====== TEXTE SOURCE ======

En refusant les « injonctions étrangères », Kais Saied tente de renégocier les termes de l’accord avec le FMI alors que le pays est au seuil du défaut de paiement, en jouant de la rivalité entre puissances. Mais une alternative est-elle crédible ?
Les rayons vides d’un supermarché à Tunis, après une vague de pénuries sur les produits de première nécessité, le 12 janvier 2023 (AFP/Fethi Belaïd)
Les rayons vides d’un supermarché à Tunis, après une vague de pénuries sur les produits de première nécessité, le 12 janvier 2023 (AFP/Fethi Belaïd)

Le choix du symbole est éloquent : c’est depuis le mausolée de Habib Bourguiba pour le 23e anniversaire du décès de l’artisan de l’indépendance politique tunisienne, le 6 avril, que Kais Saied a choisi de rejeter « les injonctions de l’étranger qui ne mènent qu’à davantage d’appauvrissement ». 

Une manière de lancer une bataille pour l’indépendance économique, en tentant d’imposer au Fonds monétaire international (FMI) ses conditions, avant de conclure un accord jugé vital pour éloigner le risque d’un défaut de paiement.

Depuis 2011, l’État tunisien a été entraîné dans une spirale d’endettement qu’il ne parvient plus à enrayer. La dette publique atteint désormais 90 % du PIB.

Le secrétaire d’État américain Antony Blinken (à gauche) rencontre le président tunisien Kais Saied (à droite) lors du Sommet des dirigeants États-Unis-Afrique, le 14 décembre 2022 à Washington, DC (AFP/Kevin Dietsche)
Le secrétaire d’État américain Antony Blinken (à gauche) rencontre le président tunisien Kais Saied (à droite) lors du Sommet des dirigeants États-Unis-Afrique, le 14 décembre 2022 à Washington, DC (A

Il a de plus en plus de mal à se financer alors que cette année, il manque 24 milliards de dinars (7,2 milliards d’euros) pour boucler un budget 2023 de 69 milliards (20,4 milliards d’euros, dépenses et service de la dette compris).

Ce n’est pas tant le montant de la dette publique, somme toute modeste (35 milliards d’euros comparés au 3 000 milliards d’euros de la dette publique française), qui pose problème que les anticipations sur sa « soutenabilité », autrement dit la capacité de l’État tunisien à maîtriser ses finances, tributaire elle-même du dynamisme de l’économie.

====== DONNÉES BRUTES ======

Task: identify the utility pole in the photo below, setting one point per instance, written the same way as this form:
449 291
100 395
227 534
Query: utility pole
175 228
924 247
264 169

======

__VOTRE CONSIGNE__: Modifiez le passage du texte sur la dette tunisienne situé entre « Une manière de » et « DC (AFP/Kevin Dietsche) », bornes incluses, en y remplaçant « vital » par « indispensable ». La liste provient d’une autre source que le texte.

__RÉPONSE ATTENDUE__:
Une manière de lancer une bataille pour l’indépendance économique, en tentant d’imposer au Fonds monétaire international (FMI) ses conditions, avant de conclure un accord jugé indispensable pour éloigner le risque d’un défaut de paiement.

Depuis 2011, l’État tunisien a été entraîné dans une spirale d’endettement qu’il ne parvient plus à enrayer. La dette publique atteint désormais 90 % du PIB.

Le secrétaire d’État américain Antony Blinken (à gauche) rencontre le président tunisien Kais Saied (à droite) lors du Sommet des dirigeants États-Unis-Afrique, le 14 décembre 2022 à Washington, DC (AFP/Kevin Dietsche)